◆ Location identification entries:
— start —

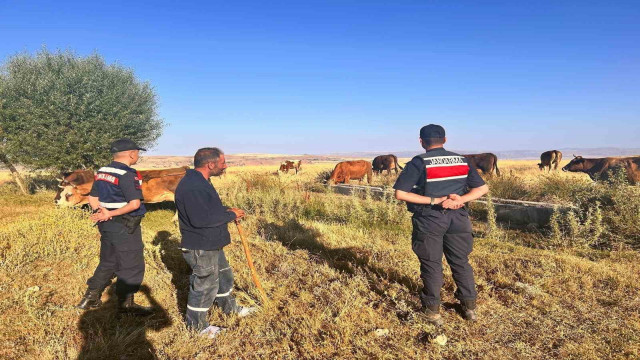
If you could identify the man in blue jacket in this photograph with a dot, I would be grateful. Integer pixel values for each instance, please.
(203, 224)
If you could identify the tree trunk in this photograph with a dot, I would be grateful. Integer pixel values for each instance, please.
(15, 173)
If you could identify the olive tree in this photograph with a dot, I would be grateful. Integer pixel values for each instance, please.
(61, 111)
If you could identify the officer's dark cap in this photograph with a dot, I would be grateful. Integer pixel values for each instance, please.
(124, 145)
(432, 131)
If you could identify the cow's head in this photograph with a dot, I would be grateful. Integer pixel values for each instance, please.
(576, 164)
(74, 188)
(337, 177)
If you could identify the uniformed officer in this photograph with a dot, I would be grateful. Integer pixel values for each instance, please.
(436, 185)
(116, 200)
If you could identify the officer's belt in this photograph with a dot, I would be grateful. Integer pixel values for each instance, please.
(111, 206)
(129, 221)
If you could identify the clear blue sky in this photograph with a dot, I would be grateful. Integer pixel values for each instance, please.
(338, 76)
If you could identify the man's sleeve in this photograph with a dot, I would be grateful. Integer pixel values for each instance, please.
(473, 178)
(130, 188)
(410, 175)
(204, 211)
(94, 190)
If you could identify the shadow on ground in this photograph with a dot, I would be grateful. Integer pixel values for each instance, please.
(108, 335)
(351, 260)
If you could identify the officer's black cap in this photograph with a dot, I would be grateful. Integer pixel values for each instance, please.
(432, 131)
(124, 145)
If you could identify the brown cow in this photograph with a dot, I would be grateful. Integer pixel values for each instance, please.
(157, 186)
(290, 164)
(602, 168)
(347, 170)
(485, 162)
(548, 158)
(385, 162)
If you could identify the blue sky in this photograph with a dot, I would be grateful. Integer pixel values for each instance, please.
(339, 76)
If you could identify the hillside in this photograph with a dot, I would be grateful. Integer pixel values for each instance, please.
(341, 277)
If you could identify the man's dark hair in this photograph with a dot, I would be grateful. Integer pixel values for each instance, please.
(432, 141)
(205, 155)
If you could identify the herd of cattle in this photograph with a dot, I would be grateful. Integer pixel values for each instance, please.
(160, 185)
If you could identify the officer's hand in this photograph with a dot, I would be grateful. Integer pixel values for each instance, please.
(239, 213)
(102, 215)
(453, 202)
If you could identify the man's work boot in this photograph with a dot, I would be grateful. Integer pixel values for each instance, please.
(91, 300)
(469, 310)
(128, 307)
(432, 313)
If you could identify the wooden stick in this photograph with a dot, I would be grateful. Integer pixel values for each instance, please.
(254, 274)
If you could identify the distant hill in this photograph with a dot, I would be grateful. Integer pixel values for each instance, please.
(512, 154)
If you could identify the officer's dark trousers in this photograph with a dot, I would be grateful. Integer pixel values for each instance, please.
(211, 282)
(121, 256)
(443, 231)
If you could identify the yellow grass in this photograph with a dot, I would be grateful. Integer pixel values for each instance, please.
(336, 269)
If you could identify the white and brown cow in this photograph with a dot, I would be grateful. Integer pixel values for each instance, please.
(287, 165)
(157, 186)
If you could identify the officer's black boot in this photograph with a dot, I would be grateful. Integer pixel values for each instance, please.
(91, 299)
(432, 313)
(469, 310)
(128, 307)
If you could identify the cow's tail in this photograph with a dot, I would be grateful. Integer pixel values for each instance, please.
(495, 164)
(558, 158)
(395, 158)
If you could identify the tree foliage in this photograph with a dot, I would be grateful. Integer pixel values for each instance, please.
(61, 111)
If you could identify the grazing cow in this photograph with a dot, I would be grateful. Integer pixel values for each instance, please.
(290, 164)
(347, 170)
(602, 168)
(548, 158)
(385, 162)
(485, 162)
(157, 186)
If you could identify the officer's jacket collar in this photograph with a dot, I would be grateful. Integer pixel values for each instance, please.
(123, 166)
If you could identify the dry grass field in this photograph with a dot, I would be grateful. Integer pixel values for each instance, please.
(336, 270)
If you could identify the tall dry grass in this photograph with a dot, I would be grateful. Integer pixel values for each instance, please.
(336, 269)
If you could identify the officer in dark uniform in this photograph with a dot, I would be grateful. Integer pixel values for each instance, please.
(116, 200)
(436, 185)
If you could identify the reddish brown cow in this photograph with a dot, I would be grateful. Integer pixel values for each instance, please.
(548, 158)
(157, 186)
(290, 164)
(347, 170)
(603, 168)
(485, 162)
(385, 162)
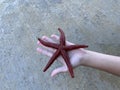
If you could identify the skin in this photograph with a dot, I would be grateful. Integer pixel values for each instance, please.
(107, 63)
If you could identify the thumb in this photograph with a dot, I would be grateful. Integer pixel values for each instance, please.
(59, 70)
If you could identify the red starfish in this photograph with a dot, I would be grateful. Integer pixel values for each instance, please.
(61, 49)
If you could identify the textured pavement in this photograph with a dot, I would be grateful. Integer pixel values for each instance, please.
(92, 22)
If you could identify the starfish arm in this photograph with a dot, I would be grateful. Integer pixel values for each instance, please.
(48, 44)
(67, 60)
(62, 37)
(72, 47)
(55, 55)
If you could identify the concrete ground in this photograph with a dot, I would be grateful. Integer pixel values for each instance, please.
(92, 22)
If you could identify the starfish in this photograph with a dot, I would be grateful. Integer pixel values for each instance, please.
(61, 49)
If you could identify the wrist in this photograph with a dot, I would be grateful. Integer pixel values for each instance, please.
(84, 59)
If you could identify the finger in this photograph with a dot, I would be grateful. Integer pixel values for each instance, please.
(55, 37)
(48, 40)
(45, 52)
(59, 70)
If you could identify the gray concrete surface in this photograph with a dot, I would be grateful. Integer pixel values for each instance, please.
(92, 22)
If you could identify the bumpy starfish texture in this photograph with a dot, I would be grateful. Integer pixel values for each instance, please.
(61, 49)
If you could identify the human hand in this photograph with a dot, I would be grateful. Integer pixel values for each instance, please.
(75, 55)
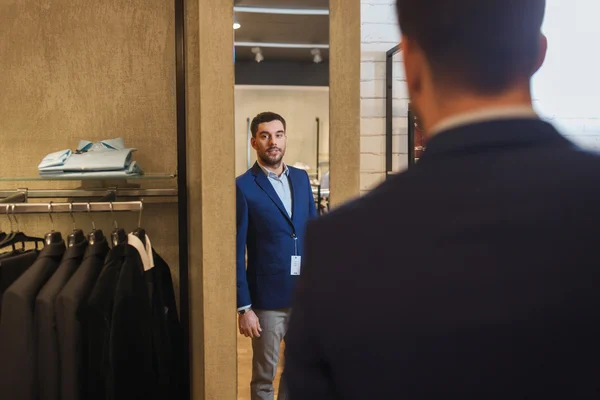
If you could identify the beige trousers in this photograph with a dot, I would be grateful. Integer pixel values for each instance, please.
(265, 354)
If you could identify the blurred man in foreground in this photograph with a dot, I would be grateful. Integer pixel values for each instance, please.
(472, 275)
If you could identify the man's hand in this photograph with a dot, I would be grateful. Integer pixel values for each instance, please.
(249, 325)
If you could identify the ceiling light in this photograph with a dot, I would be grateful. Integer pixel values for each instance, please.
(317, 58)
(258, 54)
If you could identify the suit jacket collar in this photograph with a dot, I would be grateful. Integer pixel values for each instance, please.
(53, 249)
(263, 182)
(491, 135)
(76, 251)
(98, 249)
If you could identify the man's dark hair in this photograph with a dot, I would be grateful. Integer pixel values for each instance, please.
(265, 117)
(483, 45)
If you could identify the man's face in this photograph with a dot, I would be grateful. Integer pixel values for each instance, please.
(270, 142)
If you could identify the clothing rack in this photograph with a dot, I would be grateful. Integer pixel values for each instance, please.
(55, 208)
(109, 194)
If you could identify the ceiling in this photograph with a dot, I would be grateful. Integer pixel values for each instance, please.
(265, 27)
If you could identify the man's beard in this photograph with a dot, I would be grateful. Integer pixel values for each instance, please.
(272, 160)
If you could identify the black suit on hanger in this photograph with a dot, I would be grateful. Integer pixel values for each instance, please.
(17, 344)
(168, 334)
(48, 365)
(97, 320)
(12, 266)
(132, 334)
(68, 303)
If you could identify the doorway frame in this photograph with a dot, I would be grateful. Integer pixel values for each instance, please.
(208, 199)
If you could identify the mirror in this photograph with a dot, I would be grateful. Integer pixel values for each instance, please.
(282, 67)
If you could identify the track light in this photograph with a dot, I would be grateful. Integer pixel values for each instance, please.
(317, 58)
(258, 54)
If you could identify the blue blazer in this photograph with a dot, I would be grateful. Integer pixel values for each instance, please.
(266, 231)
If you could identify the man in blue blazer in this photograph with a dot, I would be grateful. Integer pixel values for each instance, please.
(274, 204)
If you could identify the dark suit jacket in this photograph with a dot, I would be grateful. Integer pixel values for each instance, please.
(48, 365)
(131, 349)
(266, 231)
(97, 320)
(146, 339)
(168, 334)
(12, 266)
(471, 276)
(68, 304)
(17, 330)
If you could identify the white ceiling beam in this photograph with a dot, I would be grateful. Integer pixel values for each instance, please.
(282, 45)
(279, 10)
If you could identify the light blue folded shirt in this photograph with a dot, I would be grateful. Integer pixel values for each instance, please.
(106, 155)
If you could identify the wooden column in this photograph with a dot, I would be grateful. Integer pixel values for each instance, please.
(211, 185)
(344, 100)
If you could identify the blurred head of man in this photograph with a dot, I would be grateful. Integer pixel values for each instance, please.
(269, 139)
(465, 55)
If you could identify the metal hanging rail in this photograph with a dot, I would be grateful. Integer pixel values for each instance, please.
(56, 208)
(21, 195)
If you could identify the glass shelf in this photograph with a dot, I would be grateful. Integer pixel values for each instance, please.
(145, 177)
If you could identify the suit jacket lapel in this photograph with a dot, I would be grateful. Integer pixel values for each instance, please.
(263, 182)
(294, 184)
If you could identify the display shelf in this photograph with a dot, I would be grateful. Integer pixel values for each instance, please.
(145, 177)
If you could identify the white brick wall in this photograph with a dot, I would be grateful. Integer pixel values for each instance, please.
(566, 90)
(379, 33)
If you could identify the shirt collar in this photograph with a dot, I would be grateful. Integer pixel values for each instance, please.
(286, 171)
(483, 115)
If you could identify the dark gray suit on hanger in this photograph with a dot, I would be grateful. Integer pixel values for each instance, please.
(12, 266)
(45, 319)
(17, 330)
(68, 303)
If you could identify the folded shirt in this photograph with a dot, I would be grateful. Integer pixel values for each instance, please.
(103, 156)
(132, 169)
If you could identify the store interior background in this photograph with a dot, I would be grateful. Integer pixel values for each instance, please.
(80, 71)
(566, 90)
(281, 65)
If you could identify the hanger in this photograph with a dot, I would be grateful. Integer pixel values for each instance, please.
(52, 237)
(139, 231)
(20, 237)
(76, 236)
(12, 233)
(3, 235)
(118, 235)
(95, 235)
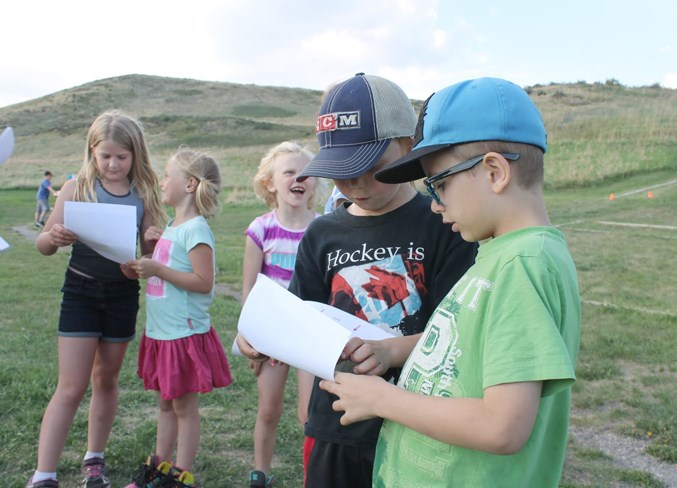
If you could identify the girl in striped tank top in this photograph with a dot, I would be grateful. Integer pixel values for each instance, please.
(270, 248)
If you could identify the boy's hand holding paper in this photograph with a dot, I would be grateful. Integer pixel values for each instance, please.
(306, 335)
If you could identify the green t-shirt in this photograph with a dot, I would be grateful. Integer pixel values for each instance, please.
(513, 317)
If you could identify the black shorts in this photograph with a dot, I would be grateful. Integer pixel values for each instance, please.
(95, 308)
(337, 466)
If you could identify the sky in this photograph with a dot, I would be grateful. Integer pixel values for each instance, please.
(422, 45)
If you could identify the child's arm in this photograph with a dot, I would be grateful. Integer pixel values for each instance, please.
(376, 357)
(200, 280)
(500, 422)
(54, 235)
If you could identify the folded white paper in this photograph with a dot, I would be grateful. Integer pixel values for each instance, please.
(306, 335)
(108, 229)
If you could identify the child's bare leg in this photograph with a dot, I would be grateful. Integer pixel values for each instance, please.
(103, 405)
(305, 387)
(76, 356)
(271, 383)
(167, 430)
(186, 409)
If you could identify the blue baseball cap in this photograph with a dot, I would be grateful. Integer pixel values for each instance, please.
(485, 109)
(357, 121)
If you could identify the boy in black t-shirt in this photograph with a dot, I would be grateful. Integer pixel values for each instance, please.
(383, 256)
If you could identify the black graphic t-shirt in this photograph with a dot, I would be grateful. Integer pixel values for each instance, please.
(390, 269)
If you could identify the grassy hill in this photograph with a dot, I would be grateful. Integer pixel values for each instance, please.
(595, 131)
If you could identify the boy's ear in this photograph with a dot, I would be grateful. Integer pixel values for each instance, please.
(498, 171)
(270, 187)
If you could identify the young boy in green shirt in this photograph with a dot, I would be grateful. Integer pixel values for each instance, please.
(483, 399)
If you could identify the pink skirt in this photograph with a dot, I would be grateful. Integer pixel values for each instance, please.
(193, 364)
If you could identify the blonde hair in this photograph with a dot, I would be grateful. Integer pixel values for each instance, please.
(126, 132)
(205, 170)
(264, 175)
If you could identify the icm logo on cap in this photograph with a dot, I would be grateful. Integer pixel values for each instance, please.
(337, 121)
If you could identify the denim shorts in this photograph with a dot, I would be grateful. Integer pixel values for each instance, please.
(95, 308)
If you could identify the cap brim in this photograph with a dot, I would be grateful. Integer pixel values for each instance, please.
(344, 163)
(408, 167)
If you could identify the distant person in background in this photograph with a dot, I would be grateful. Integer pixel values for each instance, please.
(270, 248)
(100, 297)
(43, 208)
(484, 395)
(335, 200)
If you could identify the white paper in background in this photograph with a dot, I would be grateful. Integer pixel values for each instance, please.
(280, 325)
(107, 228)
(6, 144)
(3, 244)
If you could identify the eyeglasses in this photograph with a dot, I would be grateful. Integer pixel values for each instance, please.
(464, 166)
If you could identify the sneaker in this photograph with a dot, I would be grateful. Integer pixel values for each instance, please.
(259, 479)
(184, 480)
(94, 474)
(42, 484)
(151, 474)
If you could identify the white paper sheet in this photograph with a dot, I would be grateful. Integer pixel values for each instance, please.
(6, 144)
(108, 229)
(357, 327)
(280, 325)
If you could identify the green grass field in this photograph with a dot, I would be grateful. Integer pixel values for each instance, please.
(626, 371)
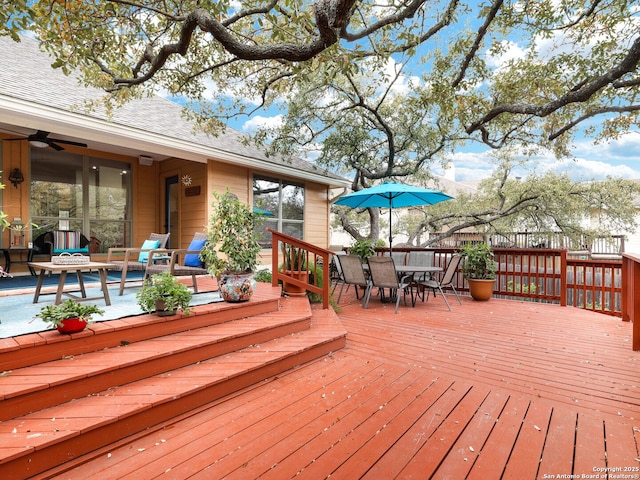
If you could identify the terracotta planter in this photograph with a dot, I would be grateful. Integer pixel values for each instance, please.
(161, 310)
(72, 325)
(237, 288)
(295, 290)
(480, 290)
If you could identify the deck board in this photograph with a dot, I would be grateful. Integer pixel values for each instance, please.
(503, 389)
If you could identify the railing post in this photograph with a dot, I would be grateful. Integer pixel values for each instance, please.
(563, 278)
(631, 295)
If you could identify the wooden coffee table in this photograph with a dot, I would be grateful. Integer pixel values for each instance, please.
(50, 267)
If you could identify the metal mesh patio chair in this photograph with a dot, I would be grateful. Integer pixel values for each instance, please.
(446, 281)
(135, 259)
(352, 273)
(383, 275)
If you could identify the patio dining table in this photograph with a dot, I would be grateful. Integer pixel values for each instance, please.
(422, 271)
(50, 267)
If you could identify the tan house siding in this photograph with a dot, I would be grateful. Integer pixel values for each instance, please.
(316, 215)
(146, 211)
(192, 207)
(15, 200)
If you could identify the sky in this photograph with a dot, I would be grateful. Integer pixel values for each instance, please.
(617, 158)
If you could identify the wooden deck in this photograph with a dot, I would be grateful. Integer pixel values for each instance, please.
(503, 389)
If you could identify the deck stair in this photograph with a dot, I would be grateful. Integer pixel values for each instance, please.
(63, 397)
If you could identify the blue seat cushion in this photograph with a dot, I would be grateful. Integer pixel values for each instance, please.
(193, 259)
(148, 245)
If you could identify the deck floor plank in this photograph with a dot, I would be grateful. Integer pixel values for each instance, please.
(461, 457)
(533, 389)
(559, 443)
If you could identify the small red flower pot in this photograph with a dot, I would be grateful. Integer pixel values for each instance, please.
(72, 325)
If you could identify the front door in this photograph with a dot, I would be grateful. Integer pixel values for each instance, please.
(172, 196)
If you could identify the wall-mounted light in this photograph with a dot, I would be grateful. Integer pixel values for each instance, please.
(16, 177)
(145, 160)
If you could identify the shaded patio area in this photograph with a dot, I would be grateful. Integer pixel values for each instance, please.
(503, 389)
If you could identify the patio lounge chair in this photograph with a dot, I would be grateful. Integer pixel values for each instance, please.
(445, 281)
(352, 273)
(182, 262)
(135, 259)
(383, 275)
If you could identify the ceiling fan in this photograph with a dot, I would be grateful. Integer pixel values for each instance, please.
(41, 139)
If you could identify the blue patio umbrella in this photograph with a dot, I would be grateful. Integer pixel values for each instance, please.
(392, 195)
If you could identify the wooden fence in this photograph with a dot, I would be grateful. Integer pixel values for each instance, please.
(548, 275)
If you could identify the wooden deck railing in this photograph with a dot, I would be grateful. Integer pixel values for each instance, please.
(548, 275)
(315, 260)
(631, 294)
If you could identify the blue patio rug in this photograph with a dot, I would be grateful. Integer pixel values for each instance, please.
(17, 312)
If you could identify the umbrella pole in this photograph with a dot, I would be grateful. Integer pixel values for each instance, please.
(390, 234)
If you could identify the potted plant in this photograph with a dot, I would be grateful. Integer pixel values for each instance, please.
(232, 247)
(164, 294)
(69, 316)
(479, 269)
(294, 265)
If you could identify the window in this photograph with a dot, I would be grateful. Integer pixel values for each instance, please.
(76, 192)
(282, 204)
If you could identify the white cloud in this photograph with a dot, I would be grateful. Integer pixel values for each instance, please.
(258, 121)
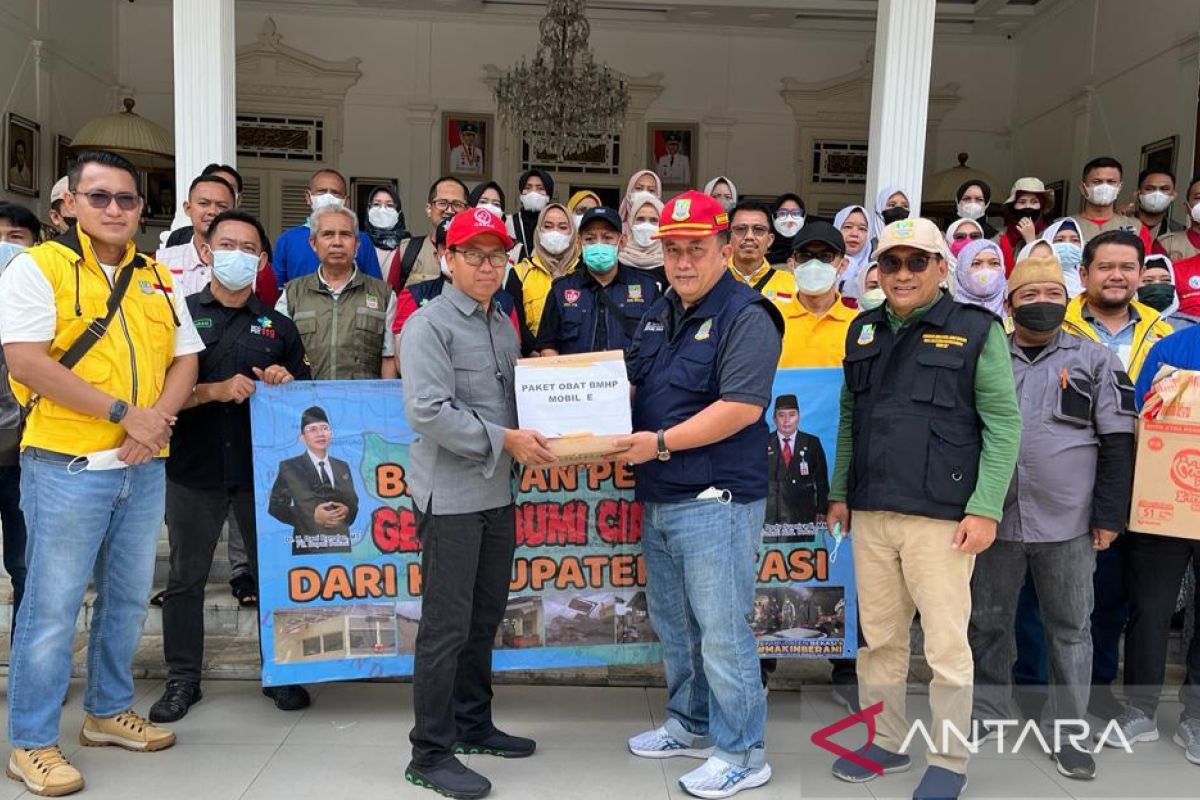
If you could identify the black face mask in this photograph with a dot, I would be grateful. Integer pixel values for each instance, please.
(1157, 295)
(1039, 317)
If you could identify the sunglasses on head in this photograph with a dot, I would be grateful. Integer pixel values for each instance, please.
(917, 263)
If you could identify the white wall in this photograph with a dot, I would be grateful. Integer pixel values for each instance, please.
(69, 85)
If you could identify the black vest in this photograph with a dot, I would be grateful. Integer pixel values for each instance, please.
(917, 434)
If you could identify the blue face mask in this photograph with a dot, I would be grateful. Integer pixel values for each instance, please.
(600, 257)
(234, 269)
(7, 251)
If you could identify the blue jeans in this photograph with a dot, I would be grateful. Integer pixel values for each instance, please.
(101, 524)
(701, 561)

— end —

◆ Set problem:
Retype nothing except the lines from the line holding "If you could identify the white wall" through the last line of the entries, both included.

◆ Result:
If you could identify the white wall in this photograph with a dot, I would be grateful. Integer pixel values for each instance, please.
(69, 85)
If you could identify the black vest in this photograph with a dot, I would be grateful. Integer pixel values for each instance, please.
(917, 434)
If you could identify the blue face mask in this photograph with a dot, I would be grateful. Integer pixel values for each instance, please.
(600, 257)
(234, 269)
(7, 251)
If you could identify the blue jeans in this photograph with a dot, I would be grateful. Integer pixel values for each instance, please.
(101, 524)
(701, 561)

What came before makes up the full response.